----- Supplied data -----

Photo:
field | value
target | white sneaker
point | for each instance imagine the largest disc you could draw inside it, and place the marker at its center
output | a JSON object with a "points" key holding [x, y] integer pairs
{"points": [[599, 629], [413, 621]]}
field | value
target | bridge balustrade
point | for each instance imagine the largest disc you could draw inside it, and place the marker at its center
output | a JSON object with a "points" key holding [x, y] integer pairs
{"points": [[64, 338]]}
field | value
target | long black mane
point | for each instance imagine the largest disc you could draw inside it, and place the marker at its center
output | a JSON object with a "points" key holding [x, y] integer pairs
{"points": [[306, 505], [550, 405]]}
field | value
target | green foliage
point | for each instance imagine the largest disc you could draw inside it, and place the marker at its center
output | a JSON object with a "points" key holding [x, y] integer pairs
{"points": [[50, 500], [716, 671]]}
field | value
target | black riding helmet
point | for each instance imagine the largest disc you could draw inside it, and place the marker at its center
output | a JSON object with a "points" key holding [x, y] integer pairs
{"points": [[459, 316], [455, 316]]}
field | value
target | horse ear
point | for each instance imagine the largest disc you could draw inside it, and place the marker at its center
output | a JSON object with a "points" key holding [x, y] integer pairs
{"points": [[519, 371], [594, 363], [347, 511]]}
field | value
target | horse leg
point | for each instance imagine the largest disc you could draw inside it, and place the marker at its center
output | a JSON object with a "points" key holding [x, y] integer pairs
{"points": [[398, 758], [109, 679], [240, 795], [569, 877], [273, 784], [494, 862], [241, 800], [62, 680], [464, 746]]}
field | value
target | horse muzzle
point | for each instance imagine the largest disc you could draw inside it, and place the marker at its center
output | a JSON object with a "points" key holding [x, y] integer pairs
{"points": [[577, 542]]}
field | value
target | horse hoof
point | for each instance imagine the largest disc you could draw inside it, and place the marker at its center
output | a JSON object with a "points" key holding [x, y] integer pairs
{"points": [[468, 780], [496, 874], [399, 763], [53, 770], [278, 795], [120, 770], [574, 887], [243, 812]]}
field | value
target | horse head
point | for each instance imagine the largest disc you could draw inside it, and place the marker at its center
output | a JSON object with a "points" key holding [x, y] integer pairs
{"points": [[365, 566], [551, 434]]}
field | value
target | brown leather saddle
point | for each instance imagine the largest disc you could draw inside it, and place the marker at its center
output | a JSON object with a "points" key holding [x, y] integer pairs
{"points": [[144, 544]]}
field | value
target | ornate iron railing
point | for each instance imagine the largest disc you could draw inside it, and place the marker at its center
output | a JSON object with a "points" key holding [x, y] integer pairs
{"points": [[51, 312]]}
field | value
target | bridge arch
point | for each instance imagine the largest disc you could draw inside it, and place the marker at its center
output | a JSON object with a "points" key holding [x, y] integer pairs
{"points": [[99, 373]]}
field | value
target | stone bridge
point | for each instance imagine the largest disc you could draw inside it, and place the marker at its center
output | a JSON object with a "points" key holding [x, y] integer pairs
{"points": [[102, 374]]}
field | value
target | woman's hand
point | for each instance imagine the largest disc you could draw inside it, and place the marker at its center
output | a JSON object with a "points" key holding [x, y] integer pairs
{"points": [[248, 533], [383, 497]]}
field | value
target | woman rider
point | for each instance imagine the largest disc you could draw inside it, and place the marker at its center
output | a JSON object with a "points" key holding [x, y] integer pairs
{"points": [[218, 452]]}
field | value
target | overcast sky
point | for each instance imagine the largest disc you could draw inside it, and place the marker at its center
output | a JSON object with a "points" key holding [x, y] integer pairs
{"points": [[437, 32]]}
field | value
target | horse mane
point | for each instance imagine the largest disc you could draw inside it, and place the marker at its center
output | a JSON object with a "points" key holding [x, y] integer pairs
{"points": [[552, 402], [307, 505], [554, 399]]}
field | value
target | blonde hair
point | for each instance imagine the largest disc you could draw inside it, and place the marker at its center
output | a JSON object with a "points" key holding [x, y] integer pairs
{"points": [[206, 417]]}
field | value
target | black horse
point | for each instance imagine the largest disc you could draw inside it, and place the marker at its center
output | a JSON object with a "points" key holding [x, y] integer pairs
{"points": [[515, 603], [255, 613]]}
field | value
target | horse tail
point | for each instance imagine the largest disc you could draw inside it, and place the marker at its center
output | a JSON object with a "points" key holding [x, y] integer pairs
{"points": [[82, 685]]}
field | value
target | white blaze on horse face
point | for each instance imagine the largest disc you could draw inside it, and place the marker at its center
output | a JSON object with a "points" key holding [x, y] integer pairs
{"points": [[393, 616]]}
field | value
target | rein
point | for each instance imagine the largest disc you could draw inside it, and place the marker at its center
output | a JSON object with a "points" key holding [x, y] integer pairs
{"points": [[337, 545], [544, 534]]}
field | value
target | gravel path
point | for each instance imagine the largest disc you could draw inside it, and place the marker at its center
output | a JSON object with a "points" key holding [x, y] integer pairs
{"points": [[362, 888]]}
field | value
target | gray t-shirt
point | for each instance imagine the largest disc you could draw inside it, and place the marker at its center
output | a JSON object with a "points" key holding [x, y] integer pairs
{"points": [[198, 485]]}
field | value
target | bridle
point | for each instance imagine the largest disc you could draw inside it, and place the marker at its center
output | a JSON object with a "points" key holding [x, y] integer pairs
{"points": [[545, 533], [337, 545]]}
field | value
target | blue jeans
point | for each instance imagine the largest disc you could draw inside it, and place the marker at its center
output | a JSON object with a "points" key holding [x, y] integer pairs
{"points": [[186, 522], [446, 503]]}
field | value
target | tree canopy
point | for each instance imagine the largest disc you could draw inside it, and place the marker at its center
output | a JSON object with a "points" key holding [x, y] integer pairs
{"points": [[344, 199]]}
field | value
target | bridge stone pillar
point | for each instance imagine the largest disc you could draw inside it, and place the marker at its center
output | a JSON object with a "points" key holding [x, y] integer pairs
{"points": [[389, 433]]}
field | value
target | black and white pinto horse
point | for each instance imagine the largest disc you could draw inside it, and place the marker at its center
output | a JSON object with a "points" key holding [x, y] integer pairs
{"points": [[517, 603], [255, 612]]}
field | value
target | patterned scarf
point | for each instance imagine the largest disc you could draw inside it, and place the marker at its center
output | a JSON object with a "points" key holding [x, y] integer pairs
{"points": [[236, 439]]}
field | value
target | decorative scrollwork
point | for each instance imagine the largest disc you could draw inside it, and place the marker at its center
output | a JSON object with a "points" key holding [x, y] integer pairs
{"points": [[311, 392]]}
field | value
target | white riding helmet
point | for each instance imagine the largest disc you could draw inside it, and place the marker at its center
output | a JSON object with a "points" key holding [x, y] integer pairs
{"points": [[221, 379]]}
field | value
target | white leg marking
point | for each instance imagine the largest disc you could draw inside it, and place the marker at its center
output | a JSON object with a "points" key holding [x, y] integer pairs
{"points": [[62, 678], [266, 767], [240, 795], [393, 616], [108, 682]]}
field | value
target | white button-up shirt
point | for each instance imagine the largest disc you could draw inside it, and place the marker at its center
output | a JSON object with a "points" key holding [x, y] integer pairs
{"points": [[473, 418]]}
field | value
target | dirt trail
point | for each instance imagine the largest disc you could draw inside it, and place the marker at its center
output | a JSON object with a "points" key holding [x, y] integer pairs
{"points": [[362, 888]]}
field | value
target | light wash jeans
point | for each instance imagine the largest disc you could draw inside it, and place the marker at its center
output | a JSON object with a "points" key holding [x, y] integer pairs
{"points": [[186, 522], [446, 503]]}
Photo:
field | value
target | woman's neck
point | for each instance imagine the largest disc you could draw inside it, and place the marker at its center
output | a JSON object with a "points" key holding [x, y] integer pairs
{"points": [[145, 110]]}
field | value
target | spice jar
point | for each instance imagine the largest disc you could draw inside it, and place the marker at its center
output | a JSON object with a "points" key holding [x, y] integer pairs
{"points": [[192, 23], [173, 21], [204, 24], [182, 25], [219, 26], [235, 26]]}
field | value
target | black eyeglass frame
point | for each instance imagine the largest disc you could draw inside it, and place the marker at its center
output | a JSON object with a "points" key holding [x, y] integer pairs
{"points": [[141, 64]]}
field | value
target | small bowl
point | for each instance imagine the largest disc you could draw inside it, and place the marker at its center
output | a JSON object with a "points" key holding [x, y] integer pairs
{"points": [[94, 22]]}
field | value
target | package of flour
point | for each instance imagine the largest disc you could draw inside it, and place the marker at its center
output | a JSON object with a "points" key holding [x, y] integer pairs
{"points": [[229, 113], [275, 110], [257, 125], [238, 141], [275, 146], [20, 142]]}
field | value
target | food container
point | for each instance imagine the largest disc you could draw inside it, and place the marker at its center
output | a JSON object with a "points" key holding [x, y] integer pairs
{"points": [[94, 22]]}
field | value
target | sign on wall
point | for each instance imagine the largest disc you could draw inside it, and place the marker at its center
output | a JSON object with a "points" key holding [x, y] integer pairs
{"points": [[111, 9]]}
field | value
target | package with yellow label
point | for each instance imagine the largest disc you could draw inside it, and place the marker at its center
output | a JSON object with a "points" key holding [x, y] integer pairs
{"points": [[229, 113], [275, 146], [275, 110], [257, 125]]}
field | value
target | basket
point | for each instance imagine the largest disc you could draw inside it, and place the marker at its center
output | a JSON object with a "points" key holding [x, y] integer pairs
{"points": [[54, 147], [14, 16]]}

-----

[Problem]
Find each line in the records above that contains the word "white" and copy those lines out. Case counts.

[Output for this exercise]
target | white sneaker
target | white blaze on horse face
target | black and white pinto horse
target | white riding helmet
target | white leg marking
target | white button-up shirt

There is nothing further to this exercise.